## Your instructions
All of the material below is to be restated word for word, apart from the pictures.

--- Start of Record list ---

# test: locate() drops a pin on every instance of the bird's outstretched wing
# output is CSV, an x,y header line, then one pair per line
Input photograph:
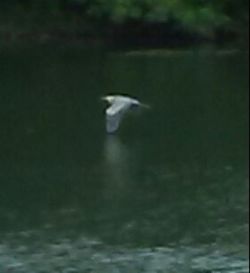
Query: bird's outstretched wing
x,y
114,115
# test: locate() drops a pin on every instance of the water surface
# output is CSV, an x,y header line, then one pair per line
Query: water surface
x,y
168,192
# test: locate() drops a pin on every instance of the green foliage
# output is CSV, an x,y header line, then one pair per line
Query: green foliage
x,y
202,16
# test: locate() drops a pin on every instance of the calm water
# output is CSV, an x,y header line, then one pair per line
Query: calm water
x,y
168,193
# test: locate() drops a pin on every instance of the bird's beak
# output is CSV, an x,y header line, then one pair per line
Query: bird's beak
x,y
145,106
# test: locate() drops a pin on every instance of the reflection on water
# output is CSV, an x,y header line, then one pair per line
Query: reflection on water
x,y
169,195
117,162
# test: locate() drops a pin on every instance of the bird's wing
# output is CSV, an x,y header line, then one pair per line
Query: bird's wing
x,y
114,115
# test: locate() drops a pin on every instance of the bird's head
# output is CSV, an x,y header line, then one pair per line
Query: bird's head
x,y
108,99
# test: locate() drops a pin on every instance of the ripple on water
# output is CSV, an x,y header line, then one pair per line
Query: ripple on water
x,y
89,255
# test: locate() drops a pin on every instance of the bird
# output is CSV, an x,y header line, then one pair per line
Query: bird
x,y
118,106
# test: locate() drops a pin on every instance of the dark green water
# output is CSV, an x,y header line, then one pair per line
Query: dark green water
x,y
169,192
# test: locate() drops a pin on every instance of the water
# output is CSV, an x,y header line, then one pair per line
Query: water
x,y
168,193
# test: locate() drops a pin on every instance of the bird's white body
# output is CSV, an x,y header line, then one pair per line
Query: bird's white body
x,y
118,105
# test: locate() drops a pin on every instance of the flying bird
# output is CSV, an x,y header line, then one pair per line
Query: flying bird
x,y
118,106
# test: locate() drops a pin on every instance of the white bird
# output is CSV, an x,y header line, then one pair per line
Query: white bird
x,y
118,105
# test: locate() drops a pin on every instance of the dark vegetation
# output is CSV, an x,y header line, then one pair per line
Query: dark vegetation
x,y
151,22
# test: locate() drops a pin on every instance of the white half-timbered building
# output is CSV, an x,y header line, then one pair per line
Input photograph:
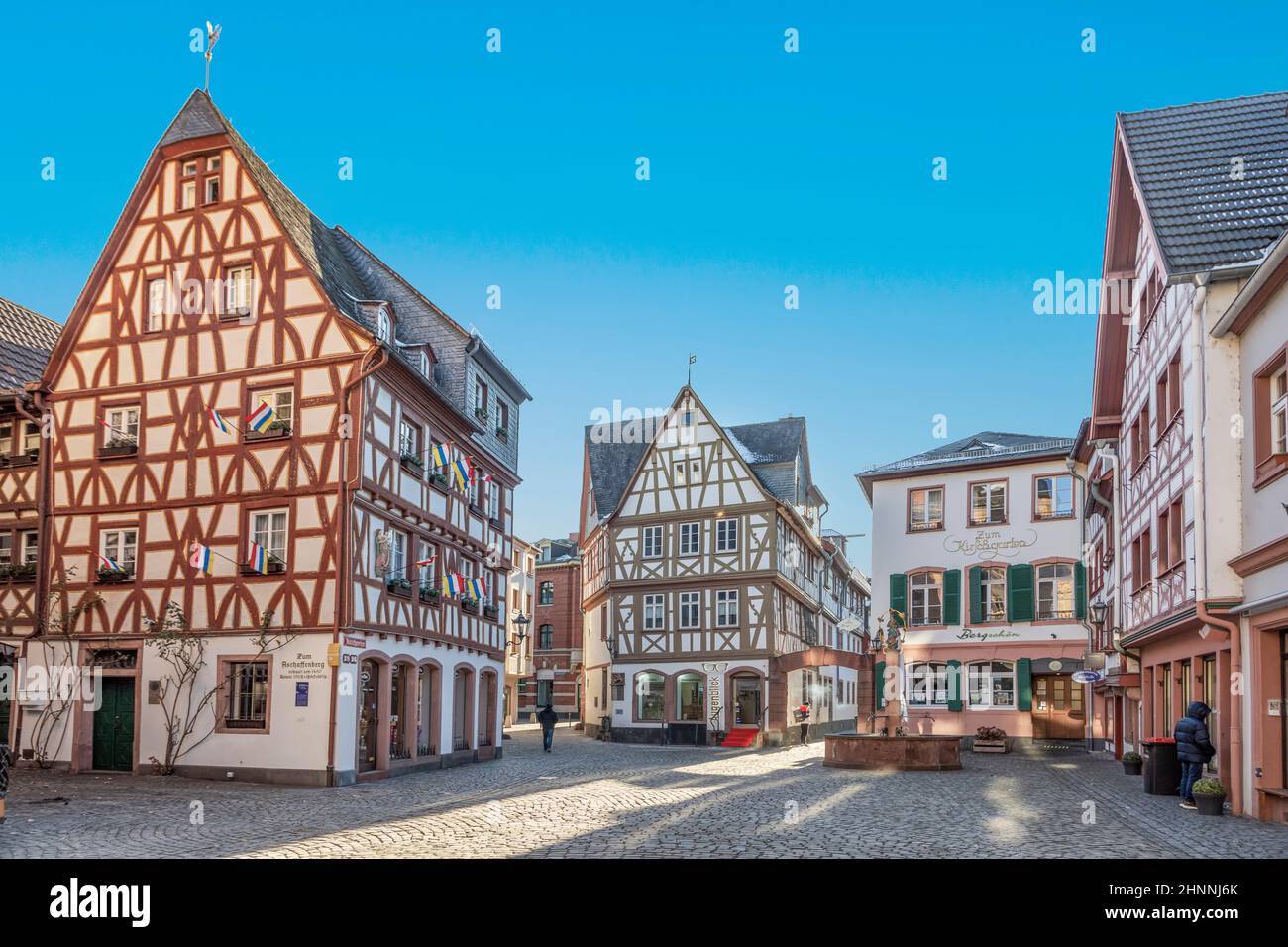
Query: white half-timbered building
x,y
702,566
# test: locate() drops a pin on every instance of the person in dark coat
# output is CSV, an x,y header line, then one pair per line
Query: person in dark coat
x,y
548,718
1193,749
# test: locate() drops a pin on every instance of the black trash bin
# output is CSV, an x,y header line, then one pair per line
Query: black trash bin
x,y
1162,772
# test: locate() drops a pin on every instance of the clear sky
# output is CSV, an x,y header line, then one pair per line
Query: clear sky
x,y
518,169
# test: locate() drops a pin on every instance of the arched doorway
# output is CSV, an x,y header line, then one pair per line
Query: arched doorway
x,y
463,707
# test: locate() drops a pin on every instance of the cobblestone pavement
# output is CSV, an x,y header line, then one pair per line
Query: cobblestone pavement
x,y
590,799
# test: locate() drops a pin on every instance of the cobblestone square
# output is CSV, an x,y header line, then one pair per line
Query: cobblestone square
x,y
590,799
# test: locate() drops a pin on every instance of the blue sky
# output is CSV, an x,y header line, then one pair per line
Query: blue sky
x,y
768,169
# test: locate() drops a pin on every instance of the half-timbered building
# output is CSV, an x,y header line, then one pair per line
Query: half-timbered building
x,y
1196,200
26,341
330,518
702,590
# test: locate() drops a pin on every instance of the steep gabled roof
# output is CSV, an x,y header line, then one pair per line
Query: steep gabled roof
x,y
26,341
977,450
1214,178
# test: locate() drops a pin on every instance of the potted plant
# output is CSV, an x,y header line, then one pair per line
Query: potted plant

--- End of Record list ---

## Answer for this exercise
# test: locate() drops a pin on every instance of the bird's outstretched wing
# output is CSV, an x,y header line, then one pair per line
Input photograph:
Query: bird's outstretched wing
x,y
114,115
# test: locate() drops a pin on every instance of the water surface
# output is CSV, an x,y header line, then one pair per line
Query: water surface
x,y
168,192
# test: locate() drops a pin on every instance of the green foliage
# output is CSV, an x,y header line, then one pair per line
Query: green foliage
x,y
202,16
# test: locate() drops a pin on every instance of the calm water
# output is CSV, an x,y header line, then one pair per line
Query: calm water
x,y
168,193
# test: locate() drops a pin on every instance of the bird's beak
# output is CSV, an x,y header line, then one pair per line
Query: bird's beak
x,y
145,106
# test: locate() drops a pin on every instance of the reflection on water
# output is CSV, an x,y header line, then one pair per line
Query: reflection on water
x,y
169,195
117,162
# test: locate() drops a pin on every instance of the bird's wing
# output is CSV, an x,y header line, then one pair per line
Query: bird's wing
x,y
114,115
# test: locate() drops a pin on every instance of the bird's head
# output is CSV, an x,y header line, then one pair per line
Query: bird's head
x,y
108,99
# test: locate() drops a pin on every instance of the ripple on water
# output is CSV, an x,y header line, then one pair per line
Query: ripple on water
x,y
89,255
# test: locate() drops a pin on every instance of the bird
# output is CSV, an x,y header line, then one pair per line
Query: bird
x,y
118,106
# test: locate() drops a pin on every instance of the dark green water
# output is CSV, an x,y header line, then one pair per line
Query: dark green water
x,y
169,192
# test: locate() drops a pin on every instance of the water
# output is CSV, an x,y header line, then one pair per line
Query: water
x,y
168,193
# test: locate() drops a pin on every instance of the bird's white body
# output is CSV, an x,y header line, then one pair per line
Query: bird's white body
x,y
118,105
# test: locate() drops a pin on every instance of the flying bird
# output is CSV, an x,y header line, then one pair per line
Query: flying bird
x,y
118,106
# test: locate() drops a pin on every instance of the white bird
# output is CSV, an x,y header line, then one pair per line
Query: white bird
x,y
118,105
# test: locate() drops a pin on every instance of the dark vegetation
# output is CSV, an x,y header line, then one pair per line
Query: dark vegetation
x,y
151,22
# test: locate() drops a pin on every instance of the white half-timbered building
# output is CSV, an x,y header line, then one pair per line
Input photograph:
Query: white half-timbered building
x,y
702,566
# test: locate() drops a pin on every instance of the person in dark coat
# output is CSV, an x,y header line, then one pair per line
Query: person in dark coat
x,y
548,718
1193,749
# test: locate() drops a pin on every instance of the black trash bin
# output is CSV, an x,y header line, then one pair per line
Query: black trash bin
x,y
1162,772
# test: locate() drops a pin on every instance of the clear sky
# output is CSV, an x,y header line, then one pair per line
Query: clear sky
x,y
518,169
# test: locate() drops a pin on every instance of the arched doorway
# output is CSV, an x,y header line, then one pair per line
Query: arched doorway
x,y
463,707
# test: locate() drops a pin on every instance of the cobblestone pavement
# output is CSV, an x,y header line, then one pair per line
Query: cobblestone pavement
x,y
590,799
# test: locate() drops a pin on every instance of the cobblestone square
# output is CSV, an x,y header line, then one pair per line
Query: cobblestone square
x,y
590,799
# test: locate() drops a pin on every instance of the blue sky
# output is CSV, an x,y header line, then one pair per line
Query: blue sky
x,y
768,169
# test: locate() drops a pin on every instance of the half-timbered building
# output is CSV, an x,y header line, then one pair per line
Query: half-timbered building
x,y
1196,200
26,341
330,518
702,590
# test: locate() drops a pin on every instance of the steep gabled roof
# output is CSV, an x,y header line, then one pair per line
Query: steep gabled roof
x,y
26,341
977,450
1214,178
# test: locate() drops a pin on every instance of the potted plant
# output is CSV, an x,y header line, then one pair per line
Query: potted plant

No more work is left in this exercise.